Reading passage:
•••

Secrets Management & PKI

Rotation & Incident Response for Secrets

18 min Lesson 9 of 28

Rotation & Incident Response for Secrets

Rotation is the practice of replacing a live credential with a new one before the old one is needed by an attacker. Incident response is what you do when rotation was not fast enough — or never happened at all. At big-tech scale, both are automated, practiced, and treated with the same rigor as database failovers. This lesson covers the full lifecycle: proactive rotation strategies, detection of leaked secrets, revocation mechanics, and the runbook you need when something has already gone wrong.

Why Rotation Is Not Optional

Every long-lived credential is a liability that compounds over time. The longer a secret is valid, the more copies of it accumulate across systems, scripts, caches, and engineer laptops. Rotation resets that window. Beyond risk reduction, rotation is also how you verify your entire secrets pipeline actually works: if you cannot rotate a credential in production without downtime, your secrets architecture is broken — and you want to discover that during a planned drill, not during a breach response at 3 AM.

The two rotation invariants: (1) The old credential must remain valid for a short overlap window so in-flight requests do not drop. (2) The new credential must be distributed to all consumers before the old one is revoked. Violating either causes an outage. Both are solved by the same tool: a secrets manager that handles the swap atomically and notifies consumers via a lease or watch mechanism.

Rotation Strategies

There is no single rotation strategy that fits all credential types. Match the strategy to the credential lifecycle.

1. TTL-Based Rotation (Dynamic Secrets)

The cleanest model: credentials are generated on-demand and expire automatically. Vault dynamic secrets and AWS IAM roles with short-session STS tokens implement this. There is nothing to rotate because the credential was never meant to last. A database secret with a 1-hour TTL is compromised for at most 1 hour even if it leaks immediately.

2. Scheduled Rotation (Static Secrets)

For credentials that cannot be made dynamic — legacy database passwords, third-party API keys, signing keys — schedule automatic rotation on a calendar. The industry standard is 90 days for API keys and 30 days for database passwords. AWS Secrets Manager and HashiCorp Vault both support rotation schedules with zero-downtime swap logic built in.

# AWS Secrets Manager — enable automatic rotation for a database secret
# Rotation happens via a Lambda function that Secrets Manager invokes

aws secretsmanager rotate-secret \
  --secret-id prod/myapp/db-password \
  --rotation-rules AutomaticallyAfterDays=30 \
  --rotation-lambda-arn arn:aws:lambda:us-east-1:123456789012:function:SecretsManagerRotation

# Check rotation status
aws secretsmanager describe-secret \
  --secret-id prod/myapp/db-password \
  --query '{RotationEnabled:RotationEnabled,LastRotatedDate:LastRotatedDate,NextRotationDate:NextRotationDate}'

# Trigger an immediate rotation (use during incident or drill)

•••

Supplied material:
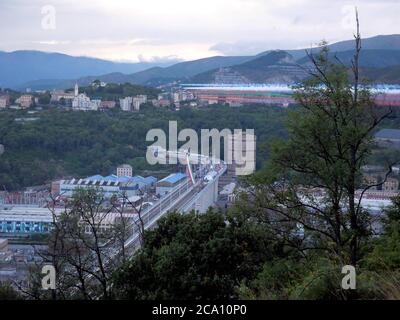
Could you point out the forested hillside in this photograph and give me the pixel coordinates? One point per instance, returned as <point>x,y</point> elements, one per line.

•••

In the secrets rotation lesson, why must the old credential stay valid for a short overlap window after the new one is issued?

Answer: The overlap window keeps in-flight requests from dropping. If the old credential stopped working immediately, those requests would fail and cause an outage.